[Saved entries]
● ● ● ●

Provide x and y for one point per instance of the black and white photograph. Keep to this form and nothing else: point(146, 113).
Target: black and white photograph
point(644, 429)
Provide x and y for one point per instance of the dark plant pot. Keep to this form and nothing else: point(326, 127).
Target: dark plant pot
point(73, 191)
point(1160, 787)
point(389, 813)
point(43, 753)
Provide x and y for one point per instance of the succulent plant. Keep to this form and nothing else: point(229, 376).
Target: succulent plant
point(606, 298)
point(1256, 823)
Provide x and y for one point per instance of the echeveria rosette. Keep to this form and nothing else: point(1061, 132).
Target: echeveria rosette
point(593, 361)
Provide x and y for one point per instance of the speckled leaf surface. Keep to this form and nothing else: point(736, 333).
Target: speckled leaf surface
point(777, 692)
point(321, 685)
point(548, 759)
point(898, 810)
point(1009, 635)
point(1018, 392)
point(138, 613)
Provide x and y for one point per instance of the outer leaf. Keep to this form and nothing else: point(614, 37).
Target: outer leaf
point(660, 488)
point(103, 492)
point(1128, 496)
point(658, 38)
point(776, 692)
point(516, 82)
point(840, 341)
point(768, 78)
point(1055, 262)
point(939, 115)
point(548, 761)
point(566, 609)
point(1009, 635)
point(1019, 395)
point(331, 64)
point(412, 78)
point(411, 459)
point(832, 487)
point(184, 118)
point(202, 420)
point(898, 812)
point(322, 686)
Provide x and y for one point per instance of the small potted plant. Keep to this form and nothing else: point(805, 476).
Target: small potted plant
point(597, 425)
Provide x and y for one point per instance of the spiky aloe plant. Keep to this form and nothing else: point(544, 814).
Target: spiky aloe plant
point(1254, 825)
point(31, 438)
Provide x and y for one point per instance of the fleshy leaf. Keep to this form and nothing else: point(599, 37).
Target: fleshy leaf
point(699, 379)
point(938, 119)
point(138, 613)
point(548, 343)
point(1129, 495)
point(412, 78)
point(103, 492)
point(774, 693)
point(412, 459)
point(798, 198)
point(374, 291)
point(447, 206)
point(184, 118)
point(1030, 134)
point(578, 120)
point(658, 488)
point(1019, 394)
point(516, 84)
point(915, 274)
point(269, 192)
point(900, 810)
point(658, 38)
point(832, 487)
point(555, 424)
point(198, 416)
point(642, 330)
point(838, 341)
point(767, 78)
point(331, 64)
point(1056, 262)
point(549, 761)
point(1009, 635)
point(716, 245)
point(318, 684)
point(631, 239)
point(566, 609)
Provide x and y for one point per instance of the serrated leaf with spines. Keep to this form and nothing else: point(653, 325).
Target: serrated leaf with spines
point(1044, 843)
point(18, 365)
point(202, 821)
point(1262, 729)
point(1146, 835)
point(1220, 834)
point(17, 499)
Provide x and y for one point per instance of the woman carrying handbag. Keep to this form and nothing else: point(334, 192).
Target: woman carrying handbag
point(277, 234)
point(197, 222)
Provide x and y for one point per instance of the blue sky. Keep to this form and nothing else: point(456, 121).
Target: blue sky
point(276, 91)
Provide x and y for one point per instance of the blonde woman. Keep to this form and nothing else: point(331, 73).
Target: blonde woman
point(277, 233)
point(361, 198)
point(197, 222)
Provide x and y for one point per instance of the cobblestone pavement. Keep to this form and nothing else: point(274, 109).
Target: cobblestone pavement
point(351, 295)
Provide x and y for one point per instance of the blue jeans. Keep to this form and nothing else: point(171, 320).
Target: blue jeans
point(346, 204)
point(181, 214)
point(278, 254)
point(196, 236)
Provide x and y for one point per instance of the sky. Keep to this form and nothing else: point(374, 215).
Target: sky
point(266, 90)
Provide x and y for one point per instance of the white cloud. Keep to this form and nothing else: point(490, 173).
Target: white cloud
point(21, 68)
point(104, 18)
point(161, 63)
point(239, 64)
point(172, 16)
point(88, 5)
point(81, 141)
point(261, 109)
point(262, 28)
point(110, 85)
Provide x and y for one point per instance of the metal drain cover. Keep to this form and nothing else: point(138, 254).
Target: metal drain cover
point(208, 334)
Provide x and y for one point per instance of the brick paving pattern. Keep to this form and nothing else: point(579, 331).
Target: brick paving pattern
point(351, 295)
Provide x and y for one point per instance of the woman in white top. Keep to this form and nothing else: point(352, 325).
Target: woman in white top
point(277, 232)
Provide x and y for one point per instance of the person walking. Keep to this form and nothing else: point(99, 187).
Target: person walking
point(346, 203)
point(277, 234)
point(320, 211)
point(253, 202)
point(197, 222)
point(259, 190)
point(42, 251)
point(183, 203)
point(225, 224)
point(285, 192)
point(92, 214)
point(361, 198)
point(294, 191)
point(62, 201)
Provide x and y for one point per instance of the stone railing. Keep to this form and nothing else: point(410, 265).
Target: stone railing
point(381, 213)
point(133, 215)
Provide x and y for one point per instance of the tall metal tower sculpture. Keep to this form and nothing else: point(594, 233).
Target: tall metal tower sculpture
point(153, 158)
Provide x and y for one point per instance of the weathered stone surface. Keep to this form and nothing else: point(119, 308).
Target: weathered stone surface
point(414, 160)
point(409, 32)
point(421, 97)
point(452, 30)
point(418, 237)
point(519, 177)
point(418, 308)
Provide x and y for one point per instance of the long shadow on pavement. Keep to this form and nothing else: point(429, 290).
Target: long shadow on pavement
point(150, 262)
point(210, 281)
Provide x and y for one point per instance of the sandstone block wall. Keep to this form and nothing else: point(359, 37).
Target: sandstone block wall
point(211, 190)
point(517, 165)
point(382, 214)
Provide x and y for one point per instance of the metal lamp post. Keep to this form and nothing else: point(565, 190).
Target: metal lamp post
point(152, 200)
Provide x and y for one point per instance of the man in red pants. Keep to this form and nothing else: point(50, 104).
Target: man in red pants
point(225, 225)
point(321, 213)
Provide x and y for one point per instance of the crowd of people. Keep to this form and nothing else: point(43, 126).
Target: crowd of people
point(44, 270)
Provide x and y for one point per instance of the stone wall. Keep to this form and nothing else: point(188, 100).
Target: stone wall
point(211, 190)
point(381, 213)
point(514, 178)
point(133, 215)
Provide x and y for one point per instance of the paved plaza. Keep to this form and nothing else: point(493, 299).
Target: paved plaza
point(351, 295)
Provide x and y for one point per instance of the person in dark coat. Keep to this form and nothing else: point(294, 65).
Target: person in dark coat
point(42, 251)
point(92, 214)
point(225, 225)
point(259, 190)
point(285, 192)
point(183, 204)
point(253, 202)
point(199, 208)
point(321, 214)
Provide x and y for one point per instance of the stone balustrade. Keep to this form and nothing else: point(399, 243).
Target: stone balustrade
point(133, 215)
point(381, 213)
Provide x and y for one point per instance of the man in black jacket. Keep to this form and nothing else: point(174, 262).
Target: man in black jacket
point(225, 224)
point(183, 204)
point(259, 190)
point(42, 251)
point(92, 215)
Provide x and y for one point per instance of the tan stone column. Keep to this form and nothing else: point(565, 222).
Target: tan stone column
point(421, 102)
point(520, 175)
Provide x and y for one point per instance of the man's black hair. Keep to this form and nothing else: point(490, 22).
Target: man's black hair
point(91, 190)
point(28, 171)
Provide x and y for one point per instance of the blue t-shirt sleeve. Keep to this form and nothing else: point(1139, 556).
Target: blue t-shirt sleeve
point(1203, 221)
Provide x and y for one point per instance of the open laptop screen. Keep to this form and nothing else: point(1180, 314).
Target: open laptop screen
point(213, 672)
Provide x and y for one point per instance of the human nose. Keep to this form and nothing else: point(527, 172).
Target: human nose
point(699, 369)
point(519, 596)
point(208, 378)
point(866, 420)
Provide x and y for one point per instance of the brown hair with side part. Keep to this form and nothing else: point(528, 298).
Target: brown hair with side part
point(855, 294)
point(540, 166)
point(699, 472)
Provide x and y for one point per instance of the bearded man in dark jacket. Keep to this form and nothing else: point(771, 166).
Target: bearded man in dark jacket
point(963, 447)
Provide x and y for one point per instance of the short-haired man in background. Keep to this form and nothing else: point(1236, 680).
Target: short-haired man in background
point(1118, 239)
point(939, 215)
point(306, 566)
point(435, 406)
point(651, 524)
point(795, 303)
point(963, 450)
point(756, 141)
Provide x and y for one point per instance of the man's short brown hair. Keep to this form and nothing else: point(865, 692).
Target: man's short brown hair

● ● ● ●

• Problem to solve: With the line holding "Target: echeveria rosette" as the first and the line holding "else: point(614, 37)." as the last, set down that range of the entries above exactly, and nothing else.

• Reply to the exercise:
Target: echeveria rosette
point(593, 361)
Provide x and y for one point per instance of the speckled leaf surface. Keep to this form and nothing else: point(736, 333).
Target: speckled leaf surface
point(777, 692)
point(321, 685)
point(548, 759)
point(898, 810)
point(1009, 635)
point(1018, 392)
point(138, 613)
Provide x and y for one point per instance of the outer leaf. Keep to this form and nothing else: point(614, 37).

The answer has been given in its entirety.